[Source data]
○ ○ ○ ○ ○ ○ ○

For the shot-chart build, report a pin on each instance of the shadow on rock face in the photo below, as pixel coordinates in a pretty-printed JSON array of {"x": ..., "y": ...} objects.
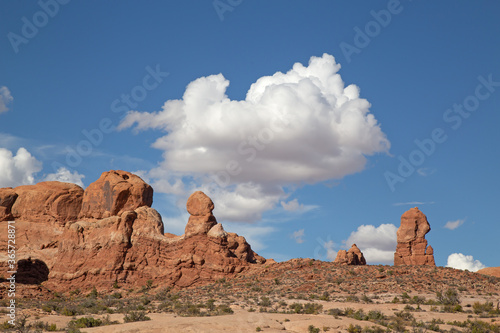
[{"x": 31, "y": 271}]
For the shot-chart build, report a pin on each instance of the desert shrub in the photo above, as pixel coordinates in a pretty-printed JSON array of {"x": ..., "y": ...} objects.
[
  {"x": 312, "y": 329},
  {"x": 335, "y": 312},
  {"x": 478, "y": 326},
  {"x": 69, "y": 310},
  {"x": 450, "y": 297},
  {"x": 93, "y": 294},
  {"x": 85, "y": 322},
  {"x": 354, "y": 328},
  {"x": 265, "y": 301},
  {"x": 366, "y": 299},
  {"x": 313, "y": 308},
  {"x": 482, "y": 307},
  {"x": 405, "y": 315},
  {"x": 352, "y": 298},
  {"x": 135, "y": 316},
  {"x": 375, "y": 315}
]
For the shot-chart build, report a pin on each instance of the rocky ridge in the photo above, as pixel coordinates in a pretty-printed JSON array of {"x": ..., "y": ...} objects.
[
  {"x": 353, "y": 256},
  {"x": 69, "y": 237}
]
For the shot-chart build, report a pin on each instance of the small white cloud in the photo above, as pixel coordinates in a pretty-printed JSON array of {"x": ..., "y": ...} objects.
[
  {"x": 331, "y": 254},
  {"x": 298, "y": 236},
  {"x": 378, "y": 244},
  {"x": 295, "y": 206},
  {"x": 452, "y": 225},
  {"x": 461, "y": 261},
  {"x": 292, "y": 205},
  {"x": 425, "y": 171},
  {"x": 64, "y": 175},
  {"x": 5, "y": 99},
  {"x": 325, "y": 249},
  {"x": 18, "y": 169}
]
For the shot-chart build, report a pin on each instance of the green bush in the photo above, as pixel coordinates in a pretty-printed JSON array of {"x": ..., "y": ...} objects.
[
  {"x": 135, "y": 316},
  {"x": 86, "y": 322}
]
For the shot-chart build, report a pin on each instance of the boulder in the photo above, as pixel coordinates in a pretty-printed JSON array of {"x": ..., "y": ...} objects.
[
  {"x": 113, "y": 193},
  {"x": 353, "y": 256},
  {"x": 412, "y": 246}
]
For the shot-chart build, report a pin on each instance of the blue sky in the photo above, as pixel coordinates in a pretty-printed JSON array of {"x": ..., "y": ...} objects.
[{"x": 409, "y": 118}]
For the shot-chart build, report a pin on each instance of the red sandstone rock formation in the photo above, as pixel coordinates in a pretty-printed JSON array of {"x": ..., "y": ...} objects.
[
  {"x": 200, "y": 207},
  {"x": 7, "y": 198},
  {"x": 114, "y": 193},
  {"x": 491, "y": 271},
  {"x": 353, "y": 256},
  {"x": 412, "y": 246},
  {"x": 43, "y": 202},
  {"x": 70, "y": 239}
]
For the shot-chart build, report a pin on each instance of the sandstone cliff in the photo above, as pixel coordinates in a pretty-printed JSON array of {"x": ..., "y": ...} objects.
[
  {"x": 67, "y": 237},
  {"x": 353, "y": 256},
  {"x": 412, "y": 246}
]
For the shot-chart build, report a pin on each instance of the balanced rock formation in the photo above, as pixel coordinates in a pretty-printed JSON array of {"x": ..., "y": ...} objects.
[
  {"x": 68, "y": 238},
  {"x": 353, "y": 256},
  {"x": 412, "y": 246}
]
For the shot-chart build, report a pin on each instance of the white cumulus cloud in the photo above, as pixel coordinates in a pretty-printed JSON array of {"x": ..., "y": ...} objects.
[
  {"x": 378, "y": 244},
  {"x": 5, "y": 99},
  {"x": 64, "y": 175},
  {"x": 18, "y": 169},
  {"x": 452, "y": 225},
  {"x": 464, "y": 262},
  {"x": 296, "y": 207},
  {"x": 300, "y": 127}
]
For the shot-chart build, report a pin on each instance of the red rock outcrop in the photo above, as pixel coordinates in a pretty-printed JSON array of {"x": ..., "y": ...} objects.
[
  {"x": 43, "y": 202},
  {"x": 491, "y": 271},
  {"x": 114, "y": 193},
  {"x": 120, "y": 239},
  {"x": 200, "y": 207},
  {"x": 353, "y": 256},
  {"x": 412, "y": 246},
  {"x": 7, "y": 198}
]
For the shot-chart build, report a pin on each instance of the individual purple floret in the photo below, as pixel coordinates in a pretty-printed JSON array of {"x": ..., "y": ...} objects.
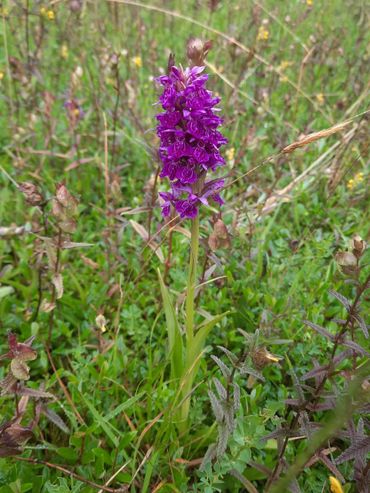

○ ○ ○ ○ ○ ○ ○

• EXERCISE GOAL: Which lines of the data above contain the string "white"? Return each of those lines in full, treating case as significant.

• COMPLETED EXERCISE:
For the shot-chart build, report a pin on each instance of the small white cloud in the photo above, as pixel coordinates in a pretty-printed JSON array of {"x": ..., "y": ...} objects.
For the shot-chart build, report a pin on each instance of the white cumulus cloud in the photo above, as pixel coordinates in a pretty-printed JSON array of {"x": ..., "y": ...} objects.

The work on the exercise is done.